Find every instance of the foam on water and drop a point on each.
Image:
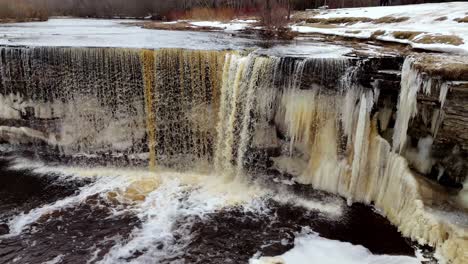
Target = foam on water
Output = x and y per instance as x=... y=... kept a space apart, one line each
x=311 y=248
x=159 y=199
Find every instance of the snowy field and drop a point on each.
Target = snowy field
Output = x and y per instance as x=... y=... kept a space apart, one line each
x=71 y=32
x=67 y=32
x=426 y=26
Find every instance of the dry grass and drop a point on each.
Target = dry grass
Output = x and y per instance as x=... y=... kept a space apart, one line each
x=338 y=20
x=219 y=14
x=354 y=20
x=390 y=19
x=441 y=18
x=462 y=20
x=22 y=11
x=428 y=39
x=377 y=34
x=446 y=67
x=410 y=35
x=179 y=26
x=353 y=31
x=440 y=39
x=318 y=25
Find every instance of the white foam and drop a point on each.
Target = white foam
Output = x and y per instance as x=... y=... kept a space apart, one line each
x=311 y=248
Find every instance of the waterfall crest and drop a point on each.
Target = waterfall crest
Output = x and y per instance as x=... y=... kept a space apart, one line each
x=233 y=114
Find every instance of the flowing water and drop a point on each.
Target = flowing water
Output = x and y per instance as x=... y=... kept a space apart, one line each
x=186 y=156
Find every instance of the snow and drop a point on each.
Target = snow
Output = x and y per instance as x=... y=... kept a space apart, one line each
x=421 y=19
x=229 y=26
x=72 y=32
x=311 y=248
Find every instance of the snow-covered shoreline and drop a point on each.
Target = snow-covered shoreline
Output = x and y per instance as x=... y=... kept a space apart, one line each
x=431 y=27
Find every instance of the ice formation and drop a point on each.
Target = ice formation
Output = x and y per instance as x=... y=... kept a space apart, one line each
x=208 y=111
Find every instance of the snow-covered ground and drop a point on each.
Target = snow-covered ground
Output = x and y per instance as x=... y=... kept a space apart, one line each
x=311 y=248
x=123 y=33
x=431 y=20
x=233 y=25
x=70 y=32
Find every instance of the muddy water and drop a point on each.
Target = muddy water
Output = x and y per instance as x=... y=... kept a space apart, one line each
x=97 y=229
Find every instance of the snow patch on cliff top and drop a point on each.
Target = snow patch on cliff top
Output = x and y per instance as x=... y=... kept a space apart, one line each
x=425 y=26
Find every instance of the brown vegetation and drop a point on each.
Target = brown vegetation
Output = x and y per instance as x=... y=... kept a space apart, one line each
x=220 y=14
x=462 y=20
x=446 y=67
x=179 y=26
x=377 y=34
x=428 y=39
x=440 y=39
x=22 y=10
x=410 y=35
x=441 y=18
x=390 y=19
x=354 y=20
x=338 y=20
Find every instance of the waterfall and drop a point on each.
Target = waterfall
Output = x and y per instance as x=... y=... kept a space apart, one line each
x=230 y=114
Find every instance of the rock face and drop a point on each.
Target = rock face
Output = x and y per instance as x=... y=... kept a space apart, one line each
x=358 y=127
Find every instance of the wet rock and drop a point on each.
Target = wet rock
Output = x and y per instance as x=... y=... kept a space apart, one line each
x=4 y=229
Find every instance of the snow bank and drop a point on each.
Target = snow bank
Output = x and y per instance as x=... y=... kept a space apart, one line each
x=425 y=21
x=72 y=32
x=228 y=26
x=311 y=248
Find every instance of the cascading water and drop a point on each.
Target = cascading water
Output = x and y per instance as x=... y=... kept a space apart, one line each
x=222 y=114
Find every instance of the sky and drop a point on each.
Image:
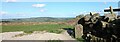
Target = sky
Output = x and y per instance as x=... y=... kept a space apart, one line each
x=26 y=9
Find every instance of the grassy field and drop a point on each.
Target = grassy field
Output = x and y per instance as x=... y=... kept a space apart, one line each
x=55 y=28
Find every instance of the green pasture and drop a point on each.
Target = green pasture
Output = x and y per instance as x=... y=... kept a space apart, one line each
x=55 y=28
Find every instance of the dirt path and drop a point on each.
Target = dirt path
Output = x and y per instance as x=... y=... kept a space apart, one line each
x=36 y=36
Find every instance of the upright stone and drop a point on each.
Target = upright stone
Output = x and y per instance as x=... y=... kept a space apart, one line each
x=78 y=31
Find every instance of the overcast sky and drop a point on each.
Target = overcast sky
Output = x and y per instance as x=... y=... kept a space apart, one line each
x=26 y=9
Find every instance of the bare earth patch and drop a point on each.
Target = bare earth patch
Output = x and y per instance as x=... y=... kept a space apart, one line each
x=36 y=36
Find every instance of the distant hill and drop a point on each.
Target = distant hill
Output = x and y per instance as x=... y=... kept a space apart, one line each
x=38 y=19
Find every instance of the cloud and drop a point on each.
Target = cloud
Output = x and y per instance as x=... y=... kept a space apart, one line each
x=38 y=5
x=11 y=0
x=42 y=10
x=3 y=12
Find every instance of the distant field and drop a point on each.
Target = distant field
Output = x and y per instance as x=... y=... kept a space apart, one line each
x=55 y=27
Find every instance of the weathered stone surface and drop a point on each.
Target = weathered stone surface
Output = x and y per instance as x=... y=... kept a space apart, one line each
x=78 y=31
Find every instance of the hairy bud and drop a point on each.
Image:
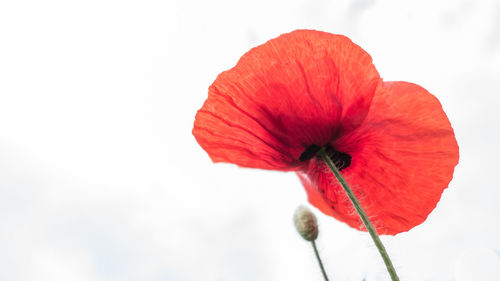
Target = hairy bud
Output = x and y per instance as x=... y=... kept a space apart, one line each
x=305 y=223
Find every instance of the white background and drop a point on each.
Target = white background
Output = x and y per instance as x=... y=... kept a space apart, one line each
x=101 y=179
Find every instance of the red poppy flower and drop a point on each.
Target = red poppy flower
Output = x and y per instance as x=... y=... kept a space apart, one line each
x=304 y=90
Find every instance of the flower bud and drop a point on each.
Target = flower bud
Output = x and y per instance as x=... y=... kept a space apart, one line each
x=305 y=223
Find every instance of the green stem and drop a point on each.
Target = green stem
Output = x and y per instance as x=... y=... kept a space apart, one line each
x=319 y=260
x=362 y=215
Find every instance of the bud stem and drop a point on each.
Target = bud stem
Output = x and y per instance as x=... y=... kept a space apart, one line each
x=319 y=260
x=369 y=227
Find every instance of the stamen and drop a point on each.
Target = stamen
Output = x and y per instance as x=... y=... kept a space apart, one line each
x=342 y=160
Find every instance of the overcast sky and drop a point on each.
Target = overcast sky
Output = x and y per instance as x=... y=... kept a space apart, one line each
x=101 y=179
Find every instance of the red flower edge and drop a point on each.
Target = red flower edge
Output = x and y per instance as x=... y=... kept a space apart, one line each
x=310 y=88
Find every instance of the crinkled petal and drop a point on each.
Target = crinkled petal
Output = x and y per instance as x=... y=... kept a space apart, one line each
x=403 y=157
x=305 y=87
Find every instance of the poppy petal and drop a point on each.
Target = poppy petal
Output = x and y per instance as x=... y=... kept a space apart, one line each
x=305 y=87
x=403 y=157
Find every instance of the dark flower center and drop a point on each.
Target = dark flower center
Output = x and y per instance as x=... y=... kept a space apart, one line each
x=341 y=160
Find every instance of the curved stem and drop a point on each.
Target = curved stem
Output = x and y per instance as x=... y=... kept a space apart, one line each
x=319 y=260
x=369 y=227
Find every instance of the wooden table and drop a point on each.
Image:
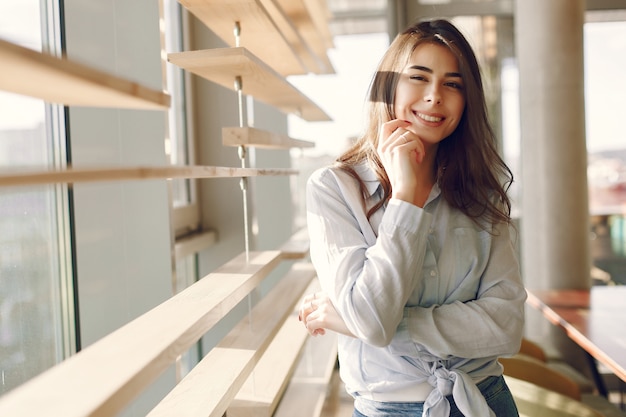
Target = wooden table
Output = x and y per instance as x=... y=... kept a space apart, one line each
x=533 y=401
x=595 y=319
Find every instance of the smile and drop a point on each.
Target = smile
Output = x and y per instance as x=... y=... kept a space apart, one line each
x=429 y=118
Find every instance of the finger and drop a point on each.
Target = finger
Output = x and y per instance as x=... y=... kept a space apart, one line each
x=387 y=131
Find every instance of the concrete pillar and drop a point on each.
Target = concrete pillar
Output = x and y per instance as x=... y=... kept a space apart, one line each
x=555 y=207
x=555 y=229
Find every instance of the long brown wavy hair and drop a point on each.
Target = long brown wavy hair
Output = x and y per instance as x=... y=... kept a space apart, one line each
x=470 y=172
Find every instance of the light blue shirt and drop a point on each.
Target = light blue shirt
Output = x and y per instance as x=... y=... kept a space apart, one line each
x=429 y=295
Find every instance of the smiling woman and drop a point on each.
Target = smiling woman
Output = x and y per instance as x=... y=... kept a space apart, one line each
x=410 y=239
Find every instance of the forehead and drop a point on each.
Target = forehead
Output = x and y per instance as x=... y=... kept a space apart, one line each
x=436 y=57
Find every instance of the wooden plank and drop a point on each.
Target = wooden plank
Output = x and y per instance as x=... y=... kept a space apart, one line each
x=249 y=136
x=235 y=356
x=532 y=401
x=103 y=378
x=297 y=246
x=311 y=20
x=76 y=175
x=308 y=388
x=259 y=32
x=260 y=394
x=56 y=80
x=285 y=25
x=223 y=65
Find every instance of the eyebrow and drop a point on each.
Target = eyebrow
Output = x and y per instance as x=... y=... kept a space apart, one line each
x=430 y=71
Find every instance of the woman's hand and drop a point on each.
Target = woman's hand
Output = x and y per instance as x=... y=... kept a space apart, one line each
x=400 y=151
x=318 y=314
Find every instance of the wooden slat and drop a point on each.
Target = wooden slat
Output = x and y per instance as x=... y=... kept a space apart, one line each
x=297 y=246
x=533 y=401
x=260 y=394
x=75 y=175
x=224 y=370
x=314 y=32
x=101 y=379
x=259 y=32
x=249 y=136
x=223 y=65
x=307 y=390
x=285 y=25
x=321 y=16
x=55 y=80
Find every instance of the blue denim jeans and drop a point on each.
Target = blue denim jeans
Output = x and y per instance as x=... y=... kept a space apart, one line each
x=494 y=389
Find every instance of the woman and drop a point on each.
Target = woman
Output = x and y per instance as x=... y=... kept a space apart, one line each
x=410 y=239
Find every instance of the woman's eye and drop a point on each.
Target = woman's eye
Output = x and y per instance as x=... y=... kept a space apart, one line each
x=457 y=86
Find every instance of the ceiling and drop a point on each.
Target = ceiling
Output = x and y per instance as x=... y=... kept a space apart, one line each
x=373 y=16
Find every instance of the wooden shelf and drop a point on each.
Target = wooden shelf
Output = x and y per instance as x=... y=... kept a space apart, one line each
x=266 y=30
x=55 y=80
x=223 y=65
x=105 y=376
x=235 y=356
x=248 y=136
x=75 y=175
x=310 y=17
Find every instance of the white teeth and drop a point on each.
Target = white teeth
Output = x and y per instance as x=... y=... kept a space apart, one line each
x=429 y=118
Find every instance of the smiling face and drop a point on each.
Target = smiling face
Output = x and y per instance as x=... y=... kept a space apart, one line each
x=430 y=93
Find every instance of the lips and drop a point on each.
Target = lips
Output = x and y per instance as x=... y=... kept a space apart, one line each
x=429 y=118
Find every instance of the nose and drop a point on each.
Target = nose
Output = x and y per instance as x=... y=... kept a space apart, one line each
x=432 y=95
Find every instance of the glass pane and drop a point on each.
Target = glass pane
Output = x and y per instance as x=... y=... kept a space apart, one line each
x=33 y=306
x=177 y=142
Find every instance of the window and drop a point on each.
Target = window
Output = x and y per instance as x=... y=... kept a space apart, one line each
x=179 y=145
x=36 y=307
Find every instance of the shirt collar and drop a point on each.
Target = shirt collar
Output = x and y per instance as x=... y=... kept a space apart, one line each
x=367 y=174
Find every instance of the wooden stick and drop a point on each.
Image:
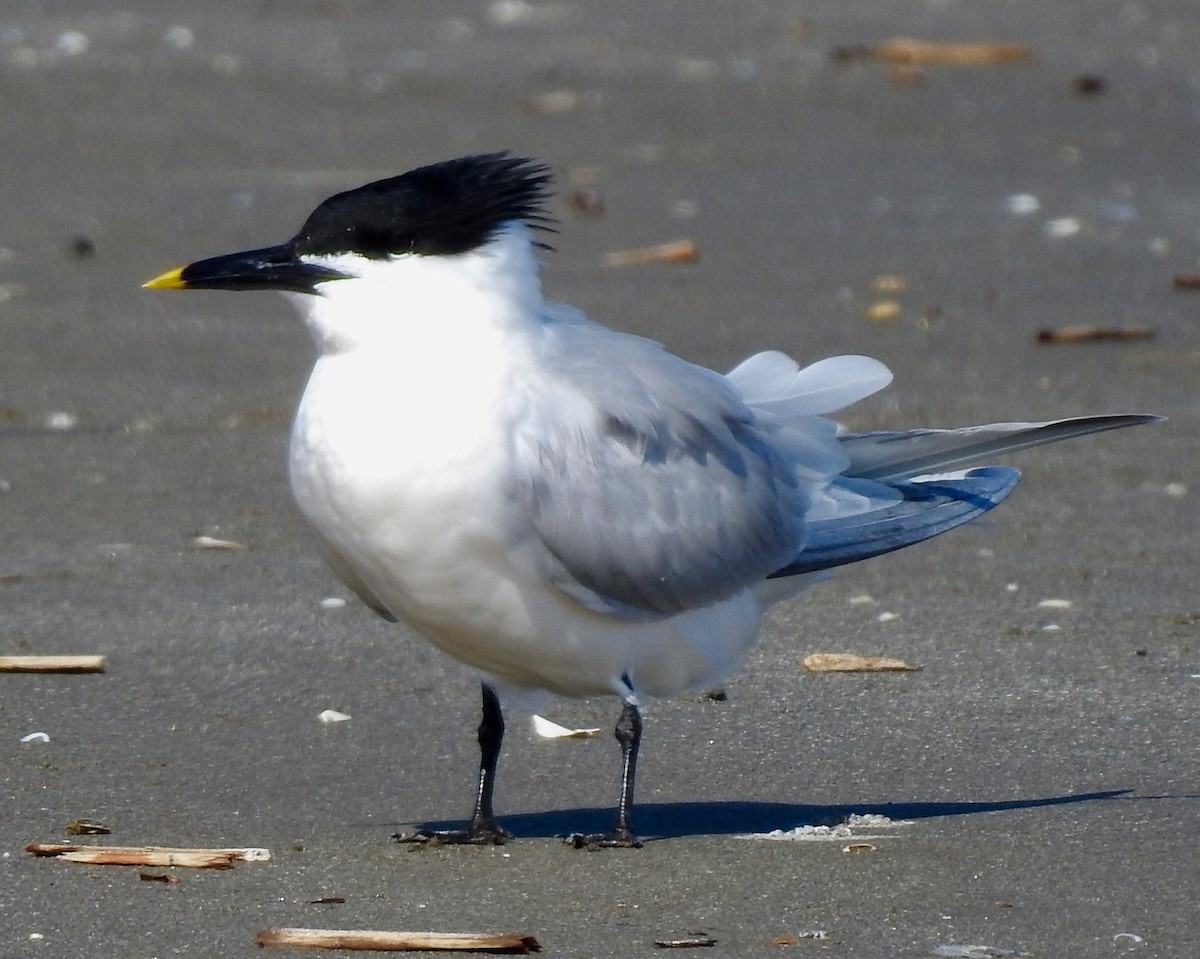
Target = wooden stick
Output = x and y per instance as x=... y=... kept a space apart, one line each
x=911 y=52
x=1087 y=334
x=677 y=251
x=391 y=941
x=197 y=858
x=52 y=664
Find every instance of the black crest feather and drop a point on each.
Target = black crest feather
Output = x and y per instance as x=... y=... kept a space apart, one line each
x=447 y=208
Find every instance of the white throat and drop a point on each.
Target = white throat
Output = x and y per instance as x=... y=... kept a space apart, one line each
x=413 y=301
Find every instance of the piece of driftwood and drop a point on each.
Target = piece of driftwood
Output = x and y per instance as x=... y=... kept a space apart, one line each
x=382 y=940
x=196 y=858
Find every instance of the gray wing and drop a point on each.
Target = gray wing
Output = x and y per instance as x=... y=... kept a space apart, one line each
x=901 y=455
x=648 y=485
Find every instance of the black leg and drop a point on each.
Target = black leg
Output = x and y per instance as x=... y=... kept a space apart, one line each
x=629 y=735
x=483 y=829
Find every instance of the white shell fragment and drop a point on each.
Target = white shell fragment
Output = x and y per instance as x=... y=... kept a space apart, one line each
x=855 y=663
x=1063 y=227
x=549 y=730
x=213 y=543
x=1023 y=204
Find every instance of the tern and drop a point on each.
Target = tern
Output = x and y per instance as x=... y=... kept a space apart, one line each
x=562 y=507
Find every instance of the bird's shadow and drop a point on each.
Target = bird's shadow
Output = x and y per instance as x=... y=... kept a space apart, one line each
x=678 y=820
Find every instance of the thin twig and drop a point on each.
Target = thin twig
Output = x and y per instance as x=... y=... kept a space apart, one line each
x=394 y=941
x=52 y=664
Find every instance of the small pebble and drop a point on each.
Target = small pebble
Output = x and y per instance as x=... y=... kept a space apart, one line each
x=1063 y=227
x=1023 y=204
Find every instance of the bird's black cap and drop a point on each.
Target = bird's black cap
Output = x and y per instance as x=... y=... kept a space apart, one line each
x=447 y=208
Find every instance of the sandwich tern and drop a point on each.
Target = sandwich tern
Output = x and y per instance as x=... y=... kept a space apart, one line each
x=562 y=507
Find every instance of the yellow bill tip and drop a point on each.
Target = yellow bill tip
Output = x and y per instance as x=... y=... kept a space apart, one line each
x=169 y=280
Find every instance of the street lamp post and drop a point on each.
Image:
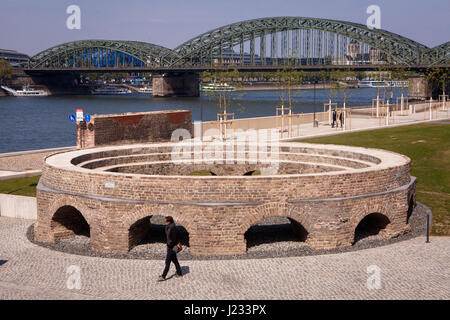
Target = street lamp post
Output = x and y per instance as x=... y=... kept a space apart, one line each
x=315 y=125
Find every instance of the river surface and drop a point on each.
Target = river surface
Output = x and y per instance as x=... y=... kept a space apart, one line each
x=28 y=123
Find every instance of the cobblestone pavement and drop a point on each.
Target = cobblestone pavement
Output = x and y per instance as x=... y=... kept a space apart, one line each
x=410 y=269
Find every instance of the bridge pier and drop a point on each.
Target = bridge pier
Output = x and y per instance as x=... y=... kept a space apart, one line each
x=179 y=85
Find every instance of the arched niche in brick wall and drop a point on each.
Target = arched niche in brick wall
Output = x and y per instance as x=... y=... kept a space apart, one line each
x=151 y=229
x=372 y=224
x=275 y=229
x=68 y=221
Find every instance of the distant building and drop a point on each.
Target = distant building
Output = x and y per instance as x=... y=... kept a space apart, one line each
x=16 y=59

• **Given request**
Copy out the lines above without any changes, everything from the line containing "Find every instance of the woman's hand" down to the line containing "x=494 y=389", both of those lines included.

• **Task solution**
Find every instance of the woman's hand and drop a point on each.
Target = woman's hand
Output = x and y per instance as x=... y=... kept a space apart, one line each
x=400 y=151
x=318 y=314
Find every instance of the wooden slat and drop a point on each.
Target = wooden slat
Output = x and y per instance as x=... y=... kept a space apart, one line each
x=297 y=246
x=533 y=401
x=260 y=394
x=75 y=175
x=224 y=370
x=314 y=32
x=101 y=379
x=259 y=32
x=249 y=136
x=223 y=65
x=307 y=390
x=285 y=25
x=321 y=16
x=55 y=80
Find every instance of the blue denim jeans and drop a point on each.
Target = blue denim jeans
Output = x and y per instance as x=... y=... kept a space apart, one line each
x=494 y=389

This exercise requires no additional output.